### [SELECTED EXTRACT]
Skip to content
New issue

Have a question about this project? Sign up for a free GitHub account to open an issue and contact its maintainers and the community.

By clicking “Sign up for GitHub”, you agree to our terms of service and privacy statement. We’ll occasionally send you account related emails.

Already on GitHub? Sign in to your account

Speed comparison with cKDTree in Python #100

Closed
LimHyungTae opened this issue Jan 8, 2025 · 6 comments
Closed

Speed comparison with cKDTree in Python #100

LimHyungTae opened this issue Jan 8, 2025 · 6 comments

Comments

@LimHyungTae
Copy link

LimHyungTae commented Jan 8, 2025

I experienced the fast speed of small-gicp and wanted to use it in my Python code as follows:

import yaml
import small_gicp
import open3d as o3d
import numpy as np
from scipy.spatial import cKDTree
import time

if __name__ == "__main__":

    full_pcd = o3d.io.read_point_cloud("/home/shapelim/tmp/scene_rgb.ply")

    start = time.time()
    locs_in = np.array(full_pcd.points)

    tree_pcd = cKDTree(locs_in)

    dis, idx = tree_pcd.query(np.asarray(full_pcd.points), k=1, workers=-1)
    end = time.time()

    pcd1_cloud = small_gicp.PointCloud(locs_in)
    sg_tree = small_gicp.KdTree(pcd1_cloud)

    idx2 = []
    dis2 = []
    for point in locs_in:
        found, idx_tmp, sq_dist = sg_tree.nearest_neighbor_search(point)
        idx2.append(idx_tmp)
        dis2.append(sq_dist)

    end2 = time.time()

    k = 1  
    num_threads = 48

    sg_tree2 = small_gicp.KdTree(pcd1_cloud)
    k_indices, k_sq_dists = sg_tree2.batch_knn_search(locs_in, k, num_threads)
    end3 = time.time()

    print(end - start, "sec")
    print(end2 - end, "sec")
    print(end3 - end2, "sec")

However, surprisingly, it was slower than cKDTree in scipy.

If you have some time, could you please give me some advice on this situation? The point cloud file can be downloaded here: https://drive.google.com/file/d/1JCwTGCj8hMwKz5IDhKeWM3F2HuNN0vYJ/view?usp=drive_link

@LimHyungTae
Copy link
Author

LimHyungTae commented Jan 8, 2025

Output:

0.5939619541168213 sec
2.543389320373535 sec
2.479418992996216 sec

The second one's slower speed might make sense, but I don't understand why the third one is dramatically slower than the first one.

@koide3
Copy link
Owner

koide3 commented Jan 9, 2025

Thanks for reporting the issue. I'm so curious about the performance gap.

### [DATA LINES]
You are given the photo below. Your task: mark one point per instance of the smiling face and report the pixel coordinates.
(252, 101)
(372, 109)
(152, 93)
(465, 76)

### [PROBLEM DETAILS]
Decide whether each statement agrees with the thread on small_gicp's speed compared with cKDTree, answering yes or no and quoting the deciding words: (a) The first timing printed in the output was under one second. (b) The batch_knn_search call was run with 48 threads. (c) The issue was opened on Jan 9, 2025. The lines have no role in this exercise.

### [RESULT]
(a) Yes: "0.5939619541168213 sec"
(b) Yes: "num_threads = 48"
(c) No: "LimHyungTae opened this issue Jan 8, 2025"